The former marathoner Sohn is emblematic of the Koreans’ bittersweet history. Sohn should have brought glory to Korea. Instead, in a time of occupation, Sohn was Japanese to the rest of the world, running under the Japanese flag under the Japanized name of Kitei Son and listening to the Japanese national anthem. There have been greater injustices – comfort women, for example, Korean women forced into prostitution for Japanese soldiers – but the Sohn insult would never be forgotten.
In the context of this embattled history and bleak prospects, along comes Se Ri, winning the national championship of the world’s most powerful country, lifting the national zeitgeist.
Golf has made a hero out of a youngster barely out of her teens, and most of it can be attributed to – or blamed on – her father, president of a construction company and her only teacher besides David Leadbetter, with whom she currently works. “My father was a plus-handicap, a very good player,” she says. “He learned from reading books and watching videotapes. I followed my dad onto the golf course when he would play with friends. He just gave me a club to swing, so I wouldn’t bother them.”
----
## GIVEN EXERCISE 1
Rewrite the stretch of the passage on Korean sports history from "The former marathoner" through "never be forgotten.", replacing "marathoner" with "long-distance runner".
## GIVEN EXERCISE 2
In the passage on Korean sports history, what did Se Ri's father give her so she wouldn't bother him and his friends on the golf course?
The items after this passage are separate material and have nothing to do with it.

## DATA ROWS
----
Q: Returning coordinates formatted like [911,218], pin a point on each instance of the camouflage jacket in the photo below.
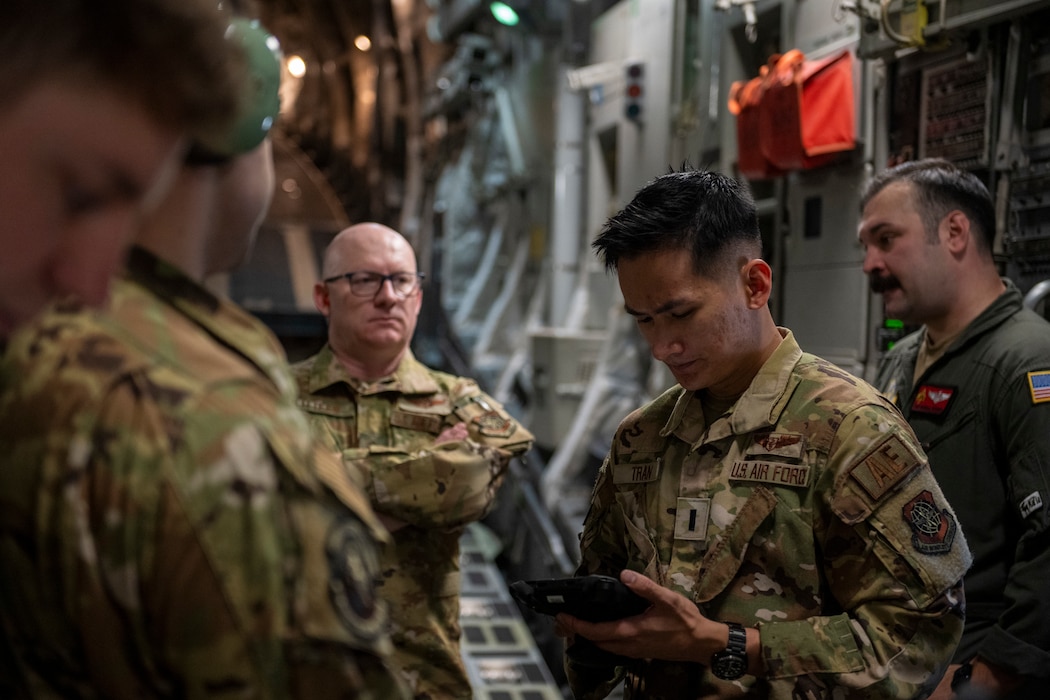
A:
[806,511]
[168,527]
[983,414]
[385,430]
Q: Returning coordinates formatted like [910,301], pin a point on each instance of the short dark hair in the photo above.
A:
[939,187]
[169,57]
[704,212]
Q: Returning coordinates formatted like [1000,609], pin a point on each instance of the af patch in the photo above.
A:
[353,570]
[932,528]
[932,400]
[1038,384]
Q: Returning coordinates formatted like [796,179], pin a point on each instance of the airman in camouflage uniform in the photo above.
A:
[769,489]
[432,448]
[170,528]
[973,383]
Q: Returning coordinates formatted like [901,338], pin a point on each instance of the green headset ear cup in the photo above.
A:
[260,102]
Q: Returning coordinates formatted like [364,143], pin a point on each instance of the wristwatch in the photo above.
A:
[732,661]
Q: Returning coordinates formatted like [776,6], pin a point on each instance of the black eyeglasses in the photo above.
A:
[369,283]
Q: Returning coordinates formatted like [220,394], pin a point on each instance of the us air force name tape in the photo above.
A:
[260,103]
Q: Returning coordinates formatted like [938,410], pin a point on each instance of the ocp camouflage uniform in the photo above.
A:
[385,430]
[807,511]
[168,525]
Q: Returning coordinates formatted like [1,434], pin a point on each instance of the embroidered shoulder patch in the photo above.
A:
[1038,384]
[884,466]
[353,570]
[932,400]
[778,444]
[1031,503]
[932,527]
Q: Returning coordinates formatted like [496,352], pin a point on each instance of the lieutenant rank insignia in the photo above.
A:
[1038,384]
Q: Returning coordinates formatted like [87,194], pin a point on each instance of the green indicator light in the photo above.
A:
[504,14]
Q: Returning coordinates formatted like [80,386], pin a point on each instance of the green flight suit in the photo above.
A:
[385,430]
[807,511]
[169,526]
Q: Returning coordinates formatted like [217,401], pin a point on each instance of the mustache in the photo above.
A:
[880,283]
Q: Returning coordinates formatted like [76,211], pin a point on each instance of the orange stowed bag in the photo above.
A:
[801,113]
[746,103]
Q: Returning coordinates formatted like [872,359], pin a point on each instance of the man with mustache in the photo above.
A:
[777,512]
[974,384]
[432,448]
[169,528]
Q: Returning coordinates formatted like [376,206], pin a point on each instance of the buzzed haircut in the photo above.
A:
[940,187]
[699,211]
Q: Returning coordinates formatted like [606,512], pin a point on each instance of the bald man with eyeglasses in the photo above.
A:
[431,448]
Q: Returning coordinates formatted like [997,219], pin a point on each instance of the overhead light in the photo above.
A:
[296,65]
[504,14]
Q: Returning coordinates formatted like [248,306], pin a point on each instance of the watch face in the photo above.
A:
[729,665]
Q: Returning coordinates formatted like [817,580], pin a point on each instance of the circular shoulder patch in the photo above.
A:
[353,571]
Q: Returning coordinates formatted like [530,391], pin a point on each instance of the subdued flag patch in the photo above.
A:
[1038,383]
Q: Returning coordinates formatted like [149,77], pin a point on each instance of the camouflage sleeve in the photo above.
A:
[894,558]
[602,552]
[445,486]
[449,484]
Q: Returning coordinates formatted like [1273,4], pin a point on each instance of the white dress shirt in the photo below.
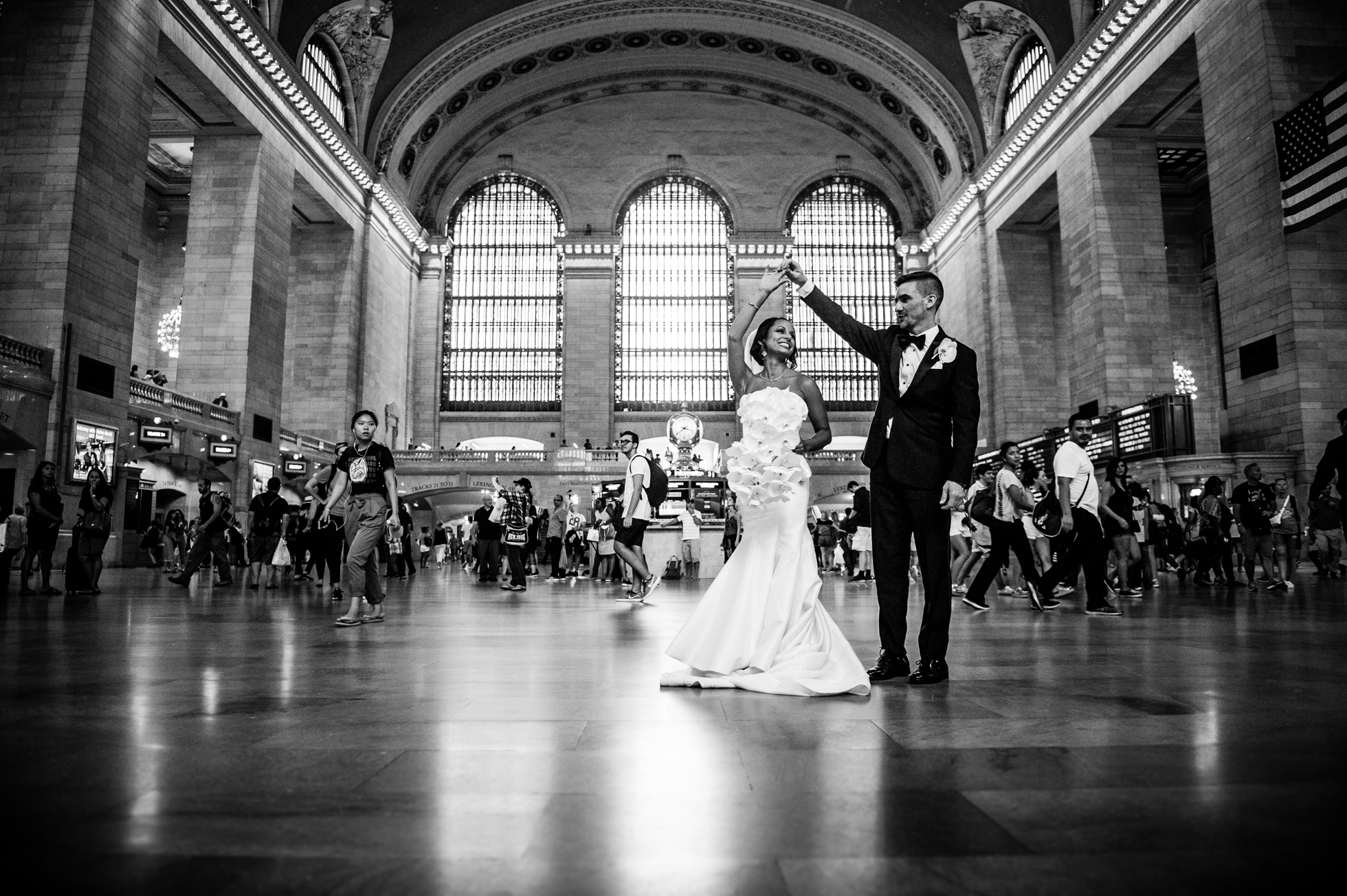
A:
[912,359]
----
## EXPECTED OUTPUT 1
The former long-distance runner Sohn is emblematic of the Koreans’ bittersweet history. Sohn should have brought glory to Korea. Instead, in a time of occupation, Sohn was Japanese to the rest of the world, running under the Japanese flag under the Japanized name of Kitei Son and listening to the Japanese national anthem. There have been greater injustices – comfort women, for example, Korean women forced into prostitution for Japanese soldiers – but the Sohn insult would never be forgotten.

## EXPECTED OUTPUT 2
A club to swing.